## Page text
[Start of section]
For the Coen brothers, though, the box office success represents another unexpected milestone in a career full of them…
And it’s true! Somehow the pair have evolved into bankable directors, rather late in their career. To wit—True Grit ($100 million so far), Serious Man ($10 million), Burn After Reading ($60 million), No Country for Old Men ($74 million), and I’m pretty sure all of them made a profit for their financiers.
I’m tempted by the thought that this says a lot about business. It’s a commonplace that businesses are not patient enough these days, and it’s probably true—certainly true of media conglomerates, which drop authors, musicians, etc., if they don’t make an immediate profit. But obviously that’s not always the case, as the Coen brothers have shown. What’s perhaps more interesting is that there have been approximately zero accusations of selling out—I haven’t seen a major pan of True Grit by anyone; at most there’s a “good-but-some-flaws” attitudes. It’s a rare crowd/critical favorite. If anything, you’d think the Coen brothers would be closer to the last pair of artists embraced by just about everything, given their notoriously difficult style/outlook. (In fact, just how many directors working these days have an interesting and articulateable outlook?)
[End of section]
## Exercise
Write out the entire passage on the Coen brothers' box office success word for word.

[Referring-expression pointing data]
[Start of section]
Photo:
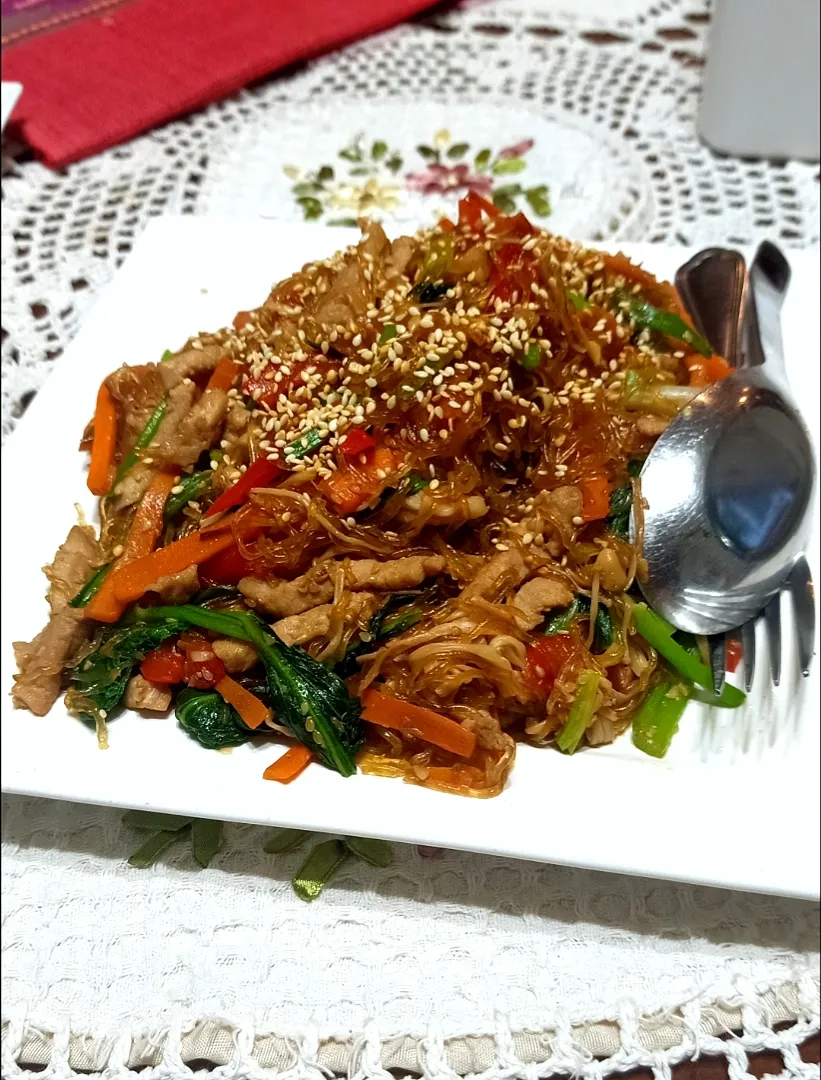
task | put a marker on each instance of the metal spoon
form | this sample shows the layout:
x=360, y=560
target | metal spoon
x=729, y=485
[End of section]
## Exercise response
For the Coen brothers, though, the box office success represents another unexpected milestone in a career full of them…
And it’s true! Somehow the pair have evolved into bankable directors, rather late in their career. To wit—True Grit ($100 million so far), Serious Man ($10 million), Burn After Reading ($60 million), No Country for Old Men ($74 million), and I’m pretty sure all of them made a profit for their financiers.
I’m tempted by the thought that this says a lot about business. It’s a commonplace that businesses are not patient enough these days, and it’s probably true—certainly true of media conglomerates, which drop authors, musicians, etc., if they don’t make an immediate profit. But obviously that’s not always the case, as the Coen brothers have shown. What’s perhaps more interesting is that there have been approximately zero accusations of selling out—I haven’t seen a major pan of True Grit by anyone; at most there’s a “good-but-some-flaws” attitudes. It’s a rare crowd/critical favorite. If anything, you’d think the Coen brothers would be closer to the last pair of artists embraced by just about everything, given their notoriously difficult style/outlook. (In fact, just how many directors working these days have an interesting and articulateable outlook?)